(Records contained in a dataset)
• • • •
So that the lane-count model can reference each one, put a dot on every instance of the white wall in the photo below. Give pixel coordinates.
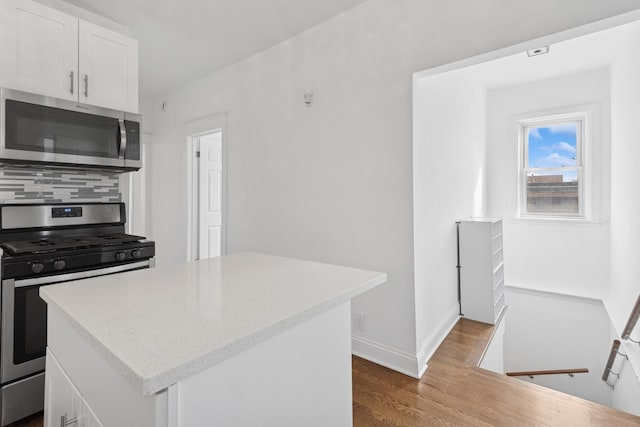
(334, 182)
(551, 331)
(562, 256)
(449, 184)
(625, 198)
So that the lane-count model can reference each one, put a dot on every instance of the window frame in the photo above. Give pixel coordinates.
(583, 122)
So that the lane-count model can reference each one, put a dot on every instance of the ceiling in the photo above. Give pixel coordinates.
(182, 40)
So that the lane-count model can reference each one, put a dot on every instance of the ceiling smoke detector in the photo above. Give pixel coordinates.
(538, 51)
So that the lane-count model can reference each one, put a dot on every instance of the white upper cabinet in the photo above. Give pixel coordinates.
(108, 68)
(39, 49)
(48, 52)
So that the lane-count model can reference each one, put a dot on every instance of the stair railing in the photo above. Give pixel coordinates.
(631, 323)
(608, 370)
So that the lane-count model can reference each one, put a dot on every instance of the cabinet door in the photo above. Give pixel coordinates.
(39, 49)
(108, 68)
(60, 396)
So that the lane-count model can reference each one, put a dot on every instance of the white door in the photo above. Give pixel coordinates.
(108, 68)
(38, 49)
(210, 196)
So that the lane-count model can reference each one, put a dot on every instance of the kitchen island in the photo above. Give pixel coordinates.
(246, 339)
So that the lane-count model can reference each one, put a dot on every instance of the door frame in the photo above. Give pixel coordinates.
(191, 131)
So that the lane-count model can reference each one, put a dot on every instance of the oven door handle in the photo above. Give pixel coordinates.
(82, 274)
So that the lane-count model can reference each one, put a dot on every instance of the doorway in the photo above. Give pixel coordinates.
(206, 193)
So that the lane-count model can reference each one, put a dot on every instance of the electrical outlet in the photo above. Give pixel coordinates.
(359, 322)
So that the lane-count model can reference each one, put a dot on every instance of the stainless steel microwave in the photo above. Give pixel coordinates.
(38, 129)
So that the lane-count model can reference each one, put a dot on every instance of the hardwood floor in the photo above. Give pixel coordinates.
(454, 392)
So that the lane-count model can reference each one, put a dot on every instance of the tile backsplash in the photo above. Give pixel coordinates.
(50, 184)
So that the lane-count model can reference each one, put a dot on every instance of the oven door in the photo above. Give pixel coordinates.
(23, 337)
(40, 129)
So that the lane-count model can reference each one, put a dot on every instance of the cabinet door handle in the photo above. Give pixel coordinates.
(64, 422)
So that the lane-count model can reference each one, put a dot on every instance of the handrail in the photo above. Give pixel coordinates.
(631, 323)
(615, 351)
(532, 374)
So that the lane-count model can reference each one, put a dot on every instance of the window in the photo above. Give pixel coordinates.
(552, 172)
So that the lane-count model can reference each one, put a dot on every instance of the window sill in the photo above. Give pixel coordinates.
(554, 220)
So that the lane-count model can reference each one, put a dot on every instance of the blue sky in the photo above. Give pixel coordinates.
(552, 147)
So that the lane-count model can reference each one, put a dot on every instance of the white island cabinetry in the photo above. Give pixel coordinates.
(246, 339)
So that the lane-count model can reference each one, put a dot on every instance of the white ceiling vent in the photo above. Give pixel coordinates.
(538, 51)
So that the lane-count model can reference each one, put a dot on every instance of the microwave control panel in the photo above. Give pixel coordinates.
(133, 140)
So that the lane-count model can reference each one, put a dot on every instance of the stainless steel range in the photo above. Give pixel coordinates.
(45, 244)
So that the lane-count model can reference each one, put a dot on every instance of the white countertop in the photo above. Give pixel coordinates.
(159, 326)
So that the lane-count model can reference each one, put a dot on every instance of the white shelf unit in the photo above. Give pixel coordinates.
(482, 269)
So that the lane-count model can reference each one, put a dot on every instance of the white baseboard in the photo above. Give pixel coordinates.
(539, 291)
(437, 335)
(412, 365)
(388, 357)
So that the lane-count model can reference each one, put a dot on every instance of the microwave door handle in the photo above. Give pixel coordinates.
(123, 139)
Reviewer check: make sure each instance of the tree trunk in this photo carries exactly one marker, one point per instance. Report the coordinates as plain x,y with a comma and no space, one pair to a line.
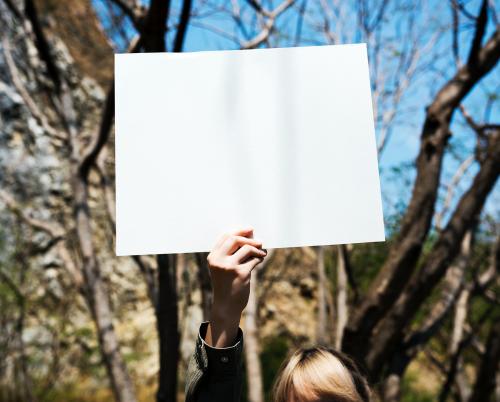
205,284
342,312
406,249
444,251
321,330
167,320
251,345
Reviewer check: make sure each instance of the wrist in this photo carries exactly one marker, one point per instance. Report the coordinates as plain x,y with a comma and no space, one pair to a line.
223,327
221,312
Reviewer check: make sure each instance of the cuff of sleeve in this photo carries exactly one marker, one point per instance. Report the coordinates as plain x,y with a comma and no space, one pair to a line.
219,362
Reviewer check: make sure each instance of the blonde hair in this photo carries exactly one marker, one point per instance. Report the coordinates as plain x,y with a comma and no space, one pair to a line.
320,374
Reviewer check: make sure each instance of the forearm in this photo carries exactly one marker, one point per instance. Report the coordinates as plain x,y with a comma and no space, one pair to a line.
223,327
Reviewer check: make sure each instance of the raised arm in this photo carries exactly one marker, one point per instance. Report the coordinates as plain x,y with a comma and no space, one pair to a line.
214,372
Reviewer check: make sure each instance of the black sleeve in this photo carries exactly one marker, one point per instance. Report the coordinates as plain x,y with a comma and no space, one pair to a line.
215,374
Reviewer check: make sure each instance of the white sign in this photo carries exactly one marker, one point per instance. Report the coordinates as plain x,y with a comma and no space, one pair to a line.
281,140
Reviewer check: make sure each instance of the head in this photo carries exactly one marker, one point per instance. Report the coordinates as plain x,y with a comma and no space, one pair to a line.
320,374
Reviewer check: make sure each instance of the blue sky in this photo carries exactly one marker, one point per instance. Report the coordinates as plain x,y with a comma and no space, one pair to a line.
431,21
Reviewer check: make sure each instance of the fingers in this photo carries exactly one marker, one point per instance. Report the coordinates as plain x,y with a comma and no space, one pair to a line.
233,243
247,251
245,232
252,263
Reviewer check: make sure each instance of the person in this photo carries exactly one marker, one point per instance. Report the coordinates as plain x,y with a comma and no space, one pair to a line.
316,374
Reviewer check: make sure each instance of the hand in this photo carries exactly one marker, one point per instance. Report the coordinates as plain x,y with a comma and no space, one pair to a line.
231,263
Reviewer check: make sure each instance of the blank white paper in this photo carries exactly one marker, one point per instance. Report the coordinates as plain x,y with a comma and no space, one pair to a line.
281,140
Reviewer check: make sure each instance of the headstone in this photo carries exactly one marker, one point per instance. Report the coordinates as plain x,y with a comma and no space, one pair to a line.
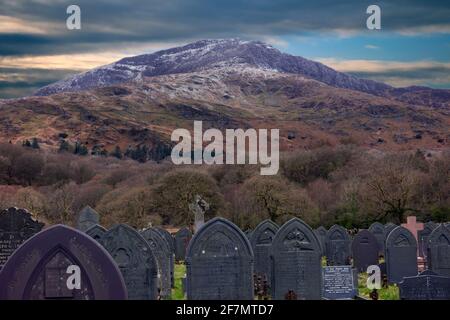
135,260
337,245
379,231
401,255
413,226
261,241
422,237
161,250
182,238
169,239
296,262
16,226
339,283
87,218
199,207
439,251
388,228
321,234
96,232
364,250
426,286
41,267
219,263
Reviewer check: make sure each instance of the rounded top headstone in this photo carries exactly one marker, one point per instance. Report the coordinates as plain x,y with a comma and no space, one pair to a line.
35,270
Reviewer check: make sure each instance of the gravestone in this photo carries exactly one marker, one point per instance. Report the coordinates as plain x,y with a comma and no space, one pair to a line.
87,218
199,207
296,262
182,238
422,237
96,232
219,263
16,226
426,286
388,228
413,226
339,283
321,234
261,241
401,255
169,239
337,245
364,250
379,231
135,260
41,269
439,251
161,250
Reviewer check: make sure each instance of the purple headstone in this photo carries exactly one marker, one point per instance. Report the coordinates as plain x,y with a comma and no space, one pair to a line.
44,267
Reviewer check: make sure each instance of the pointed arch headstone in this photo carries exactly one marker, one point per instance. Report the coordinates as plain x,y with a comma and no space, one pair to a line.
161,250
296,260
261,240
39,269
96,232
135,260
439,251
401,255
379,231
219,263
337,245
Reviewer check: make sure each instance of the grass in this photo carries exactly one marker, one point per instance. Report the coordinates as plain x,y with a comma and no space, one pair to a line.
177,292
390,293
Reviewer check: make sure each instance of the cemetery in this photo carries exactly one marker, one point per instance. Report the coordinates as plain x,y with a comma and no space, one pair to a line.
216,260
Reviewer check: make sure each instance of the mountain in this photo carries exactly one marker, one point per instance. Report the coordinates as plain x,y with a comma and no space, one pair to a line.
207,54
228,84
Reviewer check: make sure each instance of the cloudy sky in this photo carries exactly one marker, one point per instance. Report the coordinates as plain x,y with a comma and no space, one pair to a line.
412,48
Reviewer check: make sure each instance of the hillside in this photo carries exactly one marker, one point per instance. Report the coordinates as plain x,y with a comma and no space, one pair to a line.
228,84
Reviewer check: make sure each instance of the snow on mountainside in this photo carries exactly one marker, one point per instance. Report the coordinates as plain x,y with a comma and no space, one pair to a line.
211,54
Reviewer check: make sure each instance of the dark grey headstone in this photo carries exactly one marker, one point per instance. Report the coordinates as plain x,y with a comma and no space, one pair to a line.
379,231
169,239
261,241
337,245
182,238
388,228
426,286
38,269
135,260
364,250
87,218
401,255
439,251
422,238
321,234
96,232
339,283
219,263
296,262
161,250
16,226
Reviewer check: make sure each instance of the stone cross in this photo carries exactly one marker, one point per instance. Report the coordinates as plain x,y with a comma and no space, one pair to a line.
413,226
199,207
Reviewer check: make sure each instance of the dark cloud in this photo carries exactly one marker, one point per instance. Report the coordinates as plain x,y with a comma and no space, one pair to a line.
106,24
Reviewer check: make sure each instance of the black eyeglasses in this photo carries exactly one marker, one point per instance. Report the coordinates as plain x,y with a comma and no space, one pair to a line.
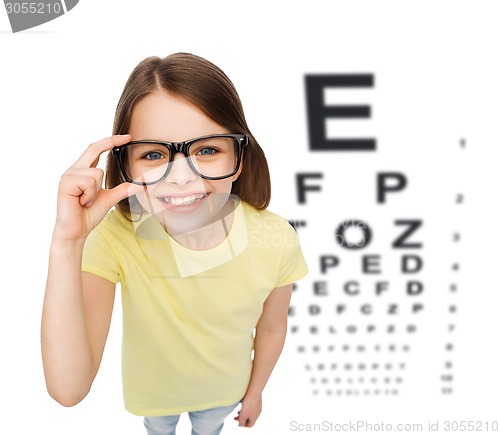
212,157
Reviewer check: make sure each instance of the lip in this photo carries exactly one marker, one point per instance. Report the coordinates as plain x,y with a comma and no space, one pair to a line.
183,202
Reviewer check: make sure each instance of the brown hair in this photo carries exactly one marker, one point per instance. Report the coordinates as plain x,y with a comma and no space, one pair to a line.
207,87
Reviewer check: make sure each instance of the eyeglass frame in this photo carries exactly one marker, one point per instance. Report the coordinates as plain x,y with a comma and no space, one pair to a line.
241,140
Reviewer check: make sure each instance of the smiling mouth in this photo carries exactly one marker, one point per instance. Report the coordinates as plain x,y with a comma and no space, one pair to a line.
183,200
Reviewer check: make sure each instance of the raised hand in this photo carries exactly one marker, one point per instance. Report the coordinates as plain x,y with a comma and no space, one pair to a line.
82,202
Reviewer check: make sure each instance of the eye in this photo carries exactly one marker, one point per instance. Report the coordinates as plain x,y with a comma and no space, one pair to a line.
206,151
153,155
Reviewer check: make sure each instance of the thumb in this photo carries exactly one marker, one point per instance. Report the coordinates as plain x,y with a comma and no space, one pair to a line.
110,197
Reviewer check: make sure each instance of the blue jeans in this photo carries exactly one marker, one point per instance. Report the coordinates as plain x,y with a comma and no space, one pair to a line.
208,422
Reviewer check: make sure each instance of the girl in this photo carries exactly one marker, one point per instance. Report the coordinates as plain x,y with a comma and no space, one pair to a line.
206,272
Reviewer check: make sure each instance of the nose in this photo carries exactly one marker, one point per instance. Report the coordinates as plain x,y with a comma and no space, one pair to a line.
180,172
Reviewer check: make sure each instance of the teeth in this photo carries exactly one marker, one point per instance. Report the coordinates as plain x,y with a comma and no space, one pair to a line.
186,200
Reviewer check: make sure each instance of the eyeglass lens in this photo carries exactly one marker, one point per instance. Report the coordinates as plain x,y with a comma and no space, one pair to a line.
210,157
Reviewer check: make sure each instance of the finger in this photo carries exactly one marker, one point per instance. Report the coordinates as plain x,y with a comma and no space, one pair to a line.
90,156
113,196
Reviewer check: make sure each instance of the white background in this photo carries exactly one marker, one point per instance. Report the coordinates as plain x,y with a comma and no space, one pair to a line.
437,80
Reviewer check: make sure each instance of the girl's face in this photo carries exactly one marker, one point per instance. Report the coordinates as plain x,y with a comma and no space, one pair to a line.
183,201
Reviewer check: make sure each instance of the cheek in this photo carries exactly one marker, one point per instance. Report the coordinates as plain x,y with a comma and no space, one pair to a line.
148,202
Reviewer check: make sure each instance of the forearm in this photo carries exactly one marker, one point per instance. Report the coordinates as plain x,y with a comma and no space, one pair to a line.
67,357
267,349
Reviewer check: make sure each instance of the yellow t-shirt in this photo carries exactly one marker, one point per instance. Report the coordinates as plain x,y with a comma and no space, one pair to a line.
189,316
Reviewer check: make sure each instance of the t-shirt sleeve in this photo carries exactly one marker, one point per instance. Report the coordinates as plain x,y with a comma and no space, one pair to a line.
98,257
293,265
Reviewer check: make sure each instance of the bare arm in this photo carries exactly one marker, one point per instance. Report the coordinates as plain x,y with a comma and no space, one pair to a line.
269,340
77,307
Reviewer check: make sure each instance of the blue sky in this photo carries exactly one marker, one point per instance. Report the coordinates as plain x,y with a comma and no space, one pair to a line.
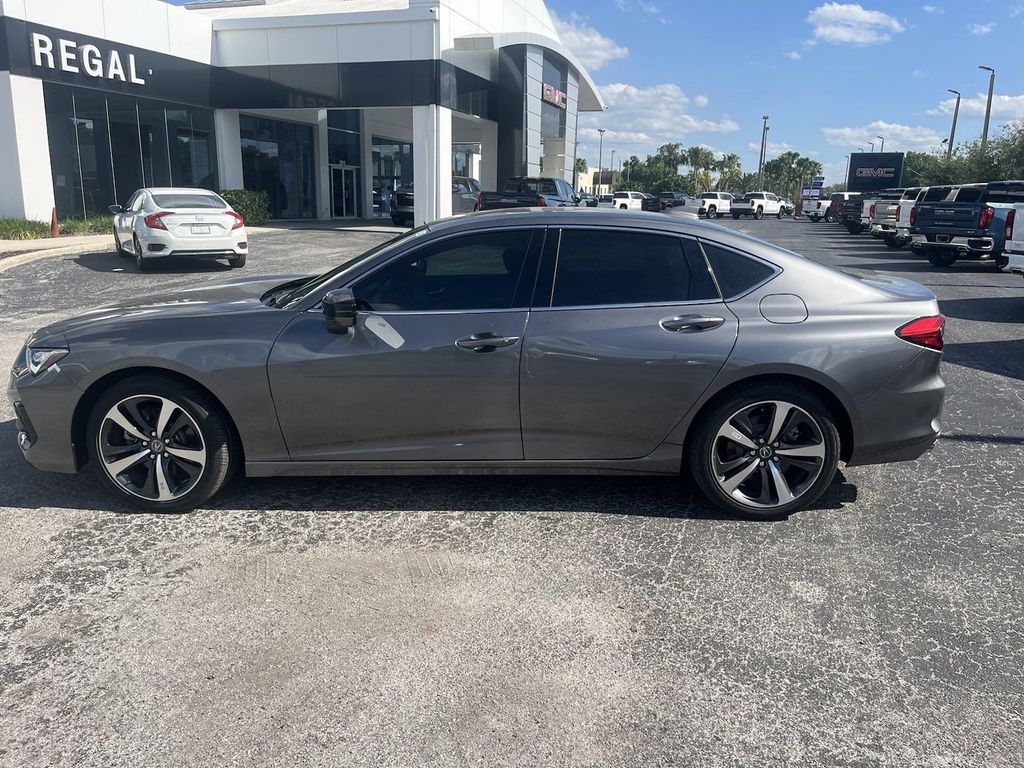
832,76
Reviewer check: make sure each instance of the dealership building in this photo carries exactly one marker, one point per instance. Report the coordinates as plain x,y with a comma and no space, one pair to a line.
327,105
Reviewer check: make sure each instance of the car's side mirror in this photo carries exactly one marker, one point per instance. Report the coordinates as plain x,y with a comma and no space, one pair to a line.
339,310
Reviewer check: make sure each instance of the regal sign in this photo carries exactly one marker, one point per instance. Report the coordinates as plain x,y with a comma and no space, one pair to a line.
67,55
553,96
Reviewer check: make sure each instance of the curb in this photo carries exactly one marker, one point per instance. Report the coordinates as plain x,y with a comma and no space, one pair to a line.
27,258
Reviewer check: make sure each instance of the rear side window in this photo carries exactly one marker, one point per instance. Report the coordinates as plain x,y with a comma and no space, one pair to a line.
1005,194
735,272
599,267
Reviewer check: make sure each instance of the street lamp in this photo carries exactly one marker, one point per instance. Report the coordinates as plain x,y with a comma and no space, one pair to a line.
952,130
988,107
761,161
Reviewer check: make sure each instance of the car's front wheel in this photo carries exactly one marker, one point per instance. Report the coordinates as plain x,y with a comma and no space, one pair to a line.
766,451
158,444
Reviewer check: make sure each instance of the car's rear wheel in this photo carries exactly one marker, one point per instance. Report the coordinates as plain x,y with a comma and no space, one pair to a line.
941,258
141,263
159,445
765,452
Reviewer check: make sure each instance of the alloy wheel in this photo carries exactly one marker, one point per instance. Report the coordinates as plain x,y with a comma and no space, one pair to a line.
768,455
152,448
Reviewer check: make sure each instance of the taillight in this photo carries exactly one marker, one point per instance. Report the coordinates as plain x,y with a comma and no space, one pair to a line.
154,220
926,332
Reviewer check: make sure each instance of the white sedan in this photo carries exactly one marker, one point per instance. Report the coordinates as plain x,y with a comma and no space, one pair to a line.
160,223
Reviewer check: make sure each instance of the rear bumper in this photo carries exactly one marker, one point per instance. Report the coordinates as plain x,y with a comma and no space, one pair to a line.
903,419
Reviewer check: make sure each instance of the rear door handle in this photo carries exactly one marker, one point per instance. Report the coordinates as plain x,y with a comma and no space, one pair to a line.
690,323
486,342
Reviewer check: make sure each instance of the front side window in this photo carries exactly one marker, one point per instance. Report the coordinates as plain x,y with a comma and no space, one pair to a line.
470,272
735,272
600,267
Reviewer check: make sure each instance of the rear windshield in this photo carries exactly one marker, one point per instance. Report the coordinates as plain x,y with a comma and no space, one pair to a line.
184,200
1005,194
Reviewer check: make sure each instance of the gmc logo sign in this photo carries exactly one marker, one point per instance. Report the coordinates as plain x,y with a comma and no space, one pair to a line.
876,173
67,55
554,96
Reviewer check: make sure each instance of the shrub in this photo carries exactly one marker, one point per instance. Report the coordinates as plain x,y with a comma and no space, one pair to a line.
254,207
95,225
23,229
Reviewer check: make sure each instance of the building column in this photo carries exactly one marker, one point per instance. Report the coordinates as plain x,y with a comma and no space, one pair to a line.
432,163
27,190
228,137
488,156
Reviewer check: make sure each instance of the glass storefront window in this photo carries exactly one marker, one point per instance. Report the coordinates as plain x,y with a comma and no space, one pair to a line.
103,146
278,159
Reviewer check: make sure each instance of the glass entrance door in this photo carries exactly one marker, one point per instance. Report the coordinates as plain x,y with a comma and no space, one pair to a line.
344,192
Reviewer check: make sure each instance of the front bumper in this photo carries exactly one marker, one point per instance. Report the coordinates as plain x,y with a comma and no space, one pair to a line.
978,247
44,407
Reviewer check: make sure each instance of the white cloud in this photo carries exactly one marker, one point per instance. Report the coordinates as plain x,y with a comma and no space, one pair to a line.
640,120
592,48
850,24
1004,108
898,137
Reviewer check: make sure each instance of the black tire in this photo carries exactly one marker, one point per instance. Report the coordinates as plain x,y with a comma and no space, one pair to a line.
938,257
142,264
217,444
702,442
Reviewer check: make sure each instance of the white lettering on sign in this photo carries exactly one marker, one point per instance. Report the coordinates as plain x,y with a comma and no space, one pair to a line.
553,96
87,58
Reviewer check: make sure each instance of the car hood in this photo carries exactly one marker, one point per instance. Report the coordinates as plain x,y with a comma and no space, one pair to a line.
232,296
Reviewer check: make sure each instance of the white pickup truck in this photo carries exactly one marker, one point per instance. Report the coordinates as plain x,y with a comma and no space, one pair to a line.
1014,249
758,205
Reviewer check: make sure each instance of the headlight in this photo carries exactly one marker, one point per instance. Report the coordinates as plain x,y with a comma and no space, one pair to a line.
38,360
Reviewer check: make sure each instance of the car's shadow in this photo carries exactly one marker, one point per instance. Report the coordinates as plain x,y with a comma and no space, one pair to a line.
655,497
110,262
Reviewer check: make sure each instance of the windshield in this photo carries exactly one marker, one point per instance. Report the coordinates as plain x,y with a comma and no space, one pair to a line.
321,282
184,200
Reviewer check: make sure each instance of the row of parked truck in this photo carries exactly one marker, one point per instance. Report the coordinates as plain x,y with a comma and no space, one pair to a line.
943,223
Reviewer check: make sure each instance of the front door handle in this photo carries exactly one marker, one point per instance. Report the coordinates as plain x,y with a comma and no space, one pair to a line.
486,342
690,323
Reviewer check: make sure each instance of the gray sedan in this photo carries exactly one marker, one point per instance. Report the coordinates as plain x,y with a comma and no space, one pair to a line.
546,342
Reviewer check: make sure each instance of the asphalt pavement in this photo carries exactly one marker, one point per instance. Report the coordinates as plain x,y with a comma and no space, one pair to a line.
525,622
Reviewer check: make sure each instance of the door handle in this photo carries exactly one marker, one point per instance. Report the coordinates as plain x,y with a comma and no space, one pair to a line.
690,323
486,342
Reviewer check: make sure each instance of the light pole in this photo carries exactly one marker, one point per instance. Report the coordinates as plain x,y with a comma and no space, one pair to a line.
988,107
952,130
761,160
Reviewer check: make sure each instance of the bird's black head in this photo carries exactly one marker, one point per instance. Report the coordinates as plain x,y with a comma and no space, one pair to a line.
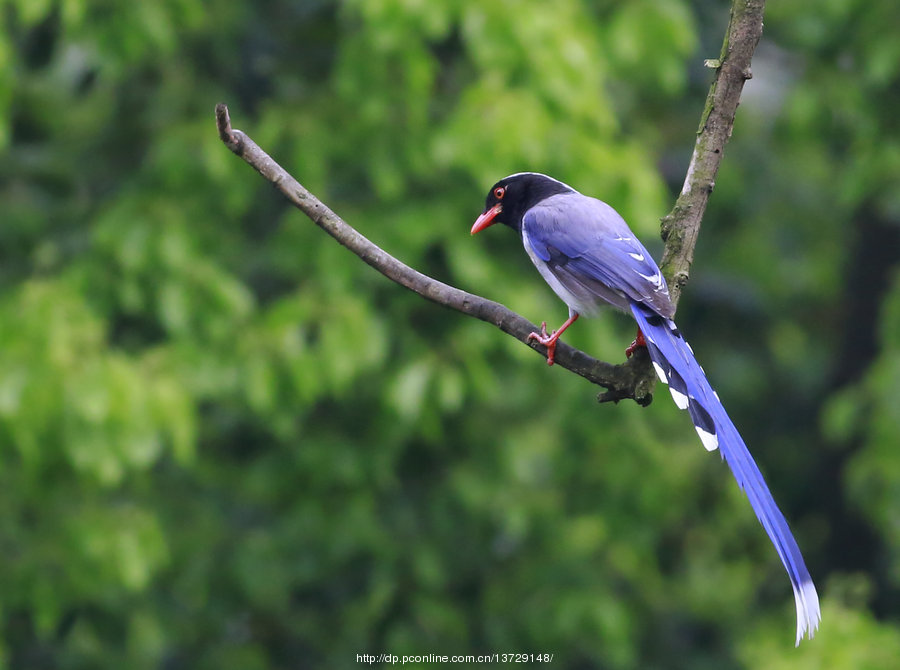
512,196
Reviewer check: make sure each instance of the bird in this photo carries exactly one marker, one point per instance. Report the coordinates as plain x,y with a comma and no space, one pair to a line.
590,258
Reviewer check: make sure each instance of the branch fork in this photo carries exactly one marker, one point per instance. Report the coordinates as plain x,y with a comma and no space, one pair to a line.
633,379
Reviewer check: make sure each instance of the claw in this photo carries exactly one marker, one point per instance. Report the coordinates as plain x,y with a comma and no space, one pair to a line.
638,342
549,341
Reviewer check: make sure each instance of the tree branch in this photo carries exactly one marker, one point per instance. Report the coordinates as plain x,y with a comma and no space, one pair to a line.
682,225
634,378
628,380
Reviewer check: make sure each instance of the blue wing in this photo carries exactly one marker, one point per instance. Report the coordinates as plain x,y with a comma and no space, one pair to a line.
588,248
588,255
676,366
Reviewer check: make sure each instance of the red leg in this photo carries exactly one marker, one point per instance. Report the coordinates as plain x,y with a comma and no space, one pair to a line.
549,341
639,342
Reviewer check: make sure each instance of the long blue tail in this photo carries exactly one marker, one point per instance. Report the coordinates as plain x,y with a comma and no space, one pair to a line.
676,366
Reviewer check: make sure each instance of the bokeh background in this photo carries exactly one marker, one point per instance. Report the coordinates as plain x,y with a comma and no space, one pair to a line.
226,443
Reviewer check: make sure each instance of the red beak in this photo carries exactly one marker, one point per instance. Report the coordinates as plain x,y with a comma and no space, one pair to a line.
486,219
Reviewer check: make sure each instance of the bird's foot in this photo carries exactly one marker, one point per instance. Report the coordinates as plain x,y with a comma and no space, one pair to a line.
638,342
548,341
• • • •
Output exactly what runs from the line with "Reviewer check: make sure each instance of the bird's foot" to the final line above, both lines included, and nothing else.

• Exercise solution
Reviewer check: make sure each instance of the bird's foot in this photo carries exactly one marker, one point per instance. Report the coordinates as plain x,y with a comma and no space, one pair to a line.
638,342
548,341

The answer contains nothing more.